*What is needed*. Locate every line below that contains the word "window", and copy each such line in full.

*Dataset content*.
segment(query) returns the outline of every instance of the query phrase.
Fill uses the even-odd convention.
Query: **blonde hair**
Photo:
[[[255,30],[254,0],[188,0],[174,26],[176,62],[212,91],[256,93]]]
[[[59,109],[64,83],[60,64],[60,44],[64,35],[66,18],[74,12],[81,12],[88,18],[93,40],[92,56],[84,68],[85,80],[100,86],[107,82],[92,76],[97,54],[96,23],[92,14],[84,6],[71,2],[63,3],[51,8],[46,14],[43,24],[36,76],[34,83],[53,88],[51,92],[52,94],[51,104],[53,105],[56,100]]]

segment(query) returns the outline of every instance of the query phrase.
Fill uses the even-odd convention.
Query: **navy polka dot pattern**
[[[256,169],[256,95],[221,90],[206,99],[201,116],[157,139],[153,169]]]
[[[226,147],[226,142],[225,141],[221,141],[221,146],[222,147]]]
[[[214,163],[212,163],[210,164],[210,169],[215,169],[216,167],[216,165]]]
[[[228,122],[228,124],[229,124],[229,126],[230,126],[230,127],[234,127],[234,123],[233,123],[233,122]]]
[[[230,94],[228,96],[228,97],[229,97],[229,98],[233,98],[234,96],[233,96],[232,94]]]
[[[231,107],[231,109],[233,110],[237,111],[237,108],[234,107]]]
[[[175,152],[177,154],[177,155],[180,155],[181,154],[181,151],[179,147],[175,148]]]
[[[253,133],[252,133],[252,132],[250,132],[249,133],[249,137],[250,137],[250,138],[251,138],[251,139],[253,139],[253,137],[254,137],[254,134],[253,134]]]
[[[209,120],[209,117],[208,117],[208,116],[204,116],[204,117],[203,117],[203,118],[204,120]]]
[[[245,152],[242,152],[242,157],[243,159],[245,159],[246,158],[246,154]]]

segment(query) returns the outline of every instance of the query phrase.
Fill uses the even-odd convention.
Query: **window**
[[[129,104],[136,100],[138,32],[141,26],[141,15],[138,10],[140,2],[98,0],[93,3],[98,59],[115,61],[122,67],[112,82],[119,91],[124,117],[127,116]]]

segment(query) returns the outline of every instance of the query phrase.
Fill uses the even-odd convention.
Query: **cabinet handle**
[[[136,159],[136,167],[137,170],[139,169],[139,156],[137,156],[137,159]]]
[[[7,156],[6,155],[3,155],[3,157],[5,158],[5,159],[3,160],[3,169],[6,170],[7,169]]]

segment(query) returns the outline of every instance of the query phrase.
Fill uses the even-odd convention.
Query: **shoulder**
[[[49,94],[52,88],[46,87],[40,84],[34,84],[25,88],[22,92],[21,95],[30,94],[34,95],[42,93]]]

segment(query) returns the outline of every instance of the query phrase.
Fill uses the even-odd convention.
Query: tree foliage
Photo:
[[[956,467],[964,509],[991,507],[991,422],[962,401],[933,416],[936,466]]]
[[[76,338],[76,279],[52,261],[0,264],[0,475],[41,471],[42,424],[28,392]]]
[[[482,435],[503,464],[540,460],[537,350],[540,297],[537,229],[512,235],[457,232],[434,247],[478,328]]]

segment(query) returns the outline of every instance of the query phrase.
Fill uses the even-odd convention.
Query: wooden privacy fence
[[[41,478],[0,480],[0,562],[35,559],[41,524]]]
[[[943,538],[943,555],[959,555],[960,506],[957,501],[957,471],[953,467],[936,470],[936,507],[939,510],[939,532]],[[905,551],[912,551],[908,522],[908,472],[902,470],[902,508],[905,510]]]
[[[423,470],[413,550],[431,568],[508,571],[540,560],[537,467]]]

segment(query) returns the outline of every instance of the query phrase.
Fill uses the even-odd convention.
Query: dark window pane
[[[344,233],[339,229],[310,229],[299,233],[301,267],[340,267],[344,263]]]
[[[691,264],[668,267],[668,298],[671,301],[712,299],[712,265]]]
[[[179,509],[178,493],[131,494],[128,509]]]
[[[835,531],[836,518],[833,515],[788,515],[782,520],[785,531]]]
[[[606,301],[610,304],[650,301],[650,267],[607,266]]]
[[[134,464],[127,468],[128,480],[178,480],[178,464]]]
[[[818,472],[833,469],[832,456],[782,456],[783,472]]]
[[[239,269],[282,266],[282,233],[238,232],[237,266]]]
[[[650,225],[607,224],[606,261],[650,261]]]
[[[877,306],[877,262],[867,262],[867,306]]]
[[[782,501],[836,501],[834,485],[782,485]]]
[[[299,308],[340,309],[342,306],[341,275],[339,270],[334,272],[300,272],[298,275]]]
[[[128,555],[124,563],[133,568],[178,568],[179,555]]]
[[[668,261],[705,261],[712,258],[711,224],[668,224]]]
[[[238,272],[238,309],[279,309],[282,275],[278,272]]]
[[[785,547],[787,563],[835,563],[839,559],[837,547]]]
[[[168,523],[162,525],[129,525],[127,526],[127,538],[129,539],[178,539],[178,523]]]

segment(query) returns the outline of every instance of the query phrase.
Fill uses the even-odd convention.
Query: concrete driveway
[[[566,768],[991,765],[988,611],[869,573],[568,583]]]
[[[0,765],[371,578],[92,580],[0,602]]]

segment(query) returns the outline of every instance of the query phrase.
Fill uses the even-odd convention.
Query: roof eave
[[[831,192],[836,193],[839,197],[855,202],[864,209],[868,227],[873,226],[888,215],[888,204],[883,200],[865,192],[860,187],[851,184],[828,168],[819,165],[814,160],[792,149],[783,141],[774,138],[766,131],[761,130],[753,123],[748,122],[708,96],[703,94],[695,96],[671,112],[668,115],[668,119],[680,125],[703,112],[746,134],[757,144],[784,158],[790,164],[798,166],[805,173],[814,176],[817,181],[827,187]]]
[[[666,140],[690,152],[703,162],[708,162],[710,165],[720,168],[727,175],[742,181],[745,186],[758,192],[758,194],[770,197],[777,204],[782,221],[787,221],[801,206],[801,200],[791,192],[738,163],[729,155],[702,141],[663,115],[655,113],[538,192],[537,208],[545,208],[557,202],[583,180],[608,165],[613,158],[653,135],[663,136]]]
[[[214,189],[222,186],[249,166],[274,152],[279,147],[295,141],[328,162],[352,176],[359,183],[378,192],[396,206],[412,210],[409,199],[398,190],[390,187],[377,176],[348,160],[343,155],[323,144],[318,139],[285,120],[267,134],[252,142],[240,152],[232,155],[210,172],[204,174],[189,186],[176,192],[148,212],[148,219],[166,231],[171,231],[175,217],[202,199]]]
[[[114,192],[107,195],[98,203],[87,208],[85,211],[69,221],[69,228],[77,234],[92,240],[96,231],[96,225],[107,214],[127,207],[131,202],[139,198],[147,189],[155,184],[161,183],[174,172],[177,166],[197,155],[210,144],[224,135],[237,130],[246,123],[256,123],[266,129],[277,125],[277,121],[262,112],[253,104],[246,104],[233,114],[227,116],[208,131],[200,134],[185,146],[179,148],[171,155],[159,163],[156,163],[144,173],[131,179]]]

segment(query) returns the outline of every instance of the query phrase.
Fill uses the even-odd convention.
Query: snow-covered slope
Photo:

*Task result*.
Query: **window**
Query: dark window pane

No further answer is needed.